→ Quoted passage
At the start-up of the motors (the start-up region 610 in FIG. 5), when the speed detection value detected by the speed-detecting section 201b of the motor controller 201 reaches a predetermined speed, the control switching unit 202g of the motor controller 202 (speed command signal-switching unit) performs control for switching the control to normal control again (the constant region 611 in FIG. 5). Specifically, the acceleration-detecting section 251 reads the detection results from the speed-detecting section 201b at a predetermined period to carry out acceleration computation. Based on the computation result, limitation is set by the acceleration rate so as to prevent the stepper motor from suffering loss of synchronism, whereby the start-up control is executed. That is, the speed command signal at the start-up of the motors is set to a speed command signal (CLK_st) at the start-up of the motors, which is generated by the speed-detecting section 201b, the acceleration-detecting section 251 which performs acceleration computation based on the detection result from the speed-detecting section 201b, and the change rate-limiting section 252 for making the computation output not larger than a predetermined value. Then, the speed command in the normal time is set to a speed command generated by the motor controller 202 (first control unit) which controls the encoder sensor 105K to a predetermined speed.

→ Written task 1
Recast everything in the listing from the line containing "One point rides on each instance of the recessed" down to the end of the listing as a numbered list, omitting blank lines.
The passage and the listing come from unrelated sources.

→ Records for the exercise

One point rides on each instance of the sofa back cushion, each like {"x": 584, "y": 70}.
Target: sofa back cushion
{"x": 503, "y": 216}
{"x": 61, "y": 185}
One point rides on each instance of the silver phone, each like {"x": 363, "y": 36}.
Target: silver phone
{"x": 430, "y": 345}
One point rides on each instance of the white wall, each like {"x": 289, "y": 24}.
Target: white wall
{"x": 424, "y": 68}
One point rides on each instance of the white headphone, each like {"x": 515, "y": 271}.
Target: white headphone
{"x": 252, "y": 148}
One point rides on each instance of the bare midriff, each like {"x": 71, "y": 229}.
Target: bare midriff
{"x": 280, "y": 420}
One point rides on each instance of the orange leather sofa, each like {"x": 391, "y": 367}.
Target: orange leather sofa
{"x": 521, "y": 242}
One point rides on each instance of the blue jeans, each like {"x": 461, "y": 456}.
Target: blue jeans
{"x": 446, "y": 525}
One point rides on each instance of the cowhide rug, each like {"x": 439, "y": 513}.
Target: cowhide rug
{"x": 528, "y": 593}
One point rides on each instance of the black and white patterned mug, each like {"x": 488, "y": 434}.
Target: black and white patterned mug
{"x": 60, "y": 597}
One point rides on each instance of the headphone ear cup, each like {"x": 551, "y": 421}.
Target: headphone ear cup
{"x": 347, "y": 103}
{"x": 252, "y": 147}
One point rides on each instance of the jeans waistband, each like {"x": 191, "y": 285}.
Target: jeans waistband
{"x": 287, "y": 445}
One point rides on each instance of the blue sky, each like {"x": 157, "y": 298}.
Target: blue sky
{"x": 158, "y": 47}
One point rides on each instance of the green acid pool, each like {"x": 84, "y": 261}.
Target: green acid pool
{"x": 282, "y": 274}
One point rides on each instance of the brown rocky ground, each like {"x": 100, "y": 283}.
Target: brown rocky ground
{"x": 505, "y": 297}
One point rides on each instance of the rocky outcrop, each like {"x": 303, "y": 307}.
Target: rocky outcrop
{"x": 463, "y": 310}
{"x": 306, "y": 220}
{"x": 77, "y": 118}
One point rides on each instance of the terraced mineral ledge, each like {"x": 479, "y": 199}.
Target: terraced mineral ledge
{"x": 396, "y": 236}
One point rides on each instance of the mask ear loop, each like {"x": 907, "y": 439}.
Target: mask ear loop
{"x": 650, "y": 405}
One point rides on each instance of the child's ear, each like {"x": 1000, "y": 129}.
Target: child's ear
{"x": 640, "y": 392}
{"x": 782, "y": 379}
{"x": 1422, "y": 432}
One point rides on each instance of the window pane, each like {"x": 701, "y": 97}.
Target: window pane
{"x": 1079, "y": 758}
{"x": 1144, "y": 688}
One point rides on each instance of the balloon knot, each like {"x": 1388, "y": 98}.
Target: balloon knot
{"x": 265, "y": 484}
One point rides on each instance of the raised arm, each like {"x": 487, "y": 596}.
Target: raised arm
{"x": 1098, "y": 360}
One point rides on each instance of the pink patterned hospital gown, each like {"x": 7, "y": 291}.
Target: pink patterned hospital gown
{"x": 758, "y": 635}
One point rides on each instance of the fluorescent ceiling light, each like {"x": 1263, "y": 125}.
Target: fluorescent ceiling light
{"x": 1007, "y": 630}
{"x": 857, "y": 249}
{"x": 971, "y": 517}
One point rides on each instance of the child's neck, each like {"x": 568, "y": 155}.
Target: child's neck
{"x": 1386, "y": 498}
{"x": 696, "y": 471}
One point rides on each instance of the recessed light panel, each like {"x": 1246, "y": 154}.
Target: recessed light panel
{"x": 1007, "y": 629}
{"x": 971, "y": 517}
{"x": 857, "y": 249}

→ Written task 2
In the passage on motor start-up control, what is the purpose of the change rate-limiting section?

→ Worked answer 1
1. One point rides on each instance of the recessed light panel, each like {"x": 1246, "y": 154}.
2. Target: recessed light panel
3. {"x": 1007, "y": 629}
4. {"x": 971, "y": 517}
5. {"x": 857, "y": 249}

→ Worked answer 2
It keeps the computation output from exceeding a predetermined value.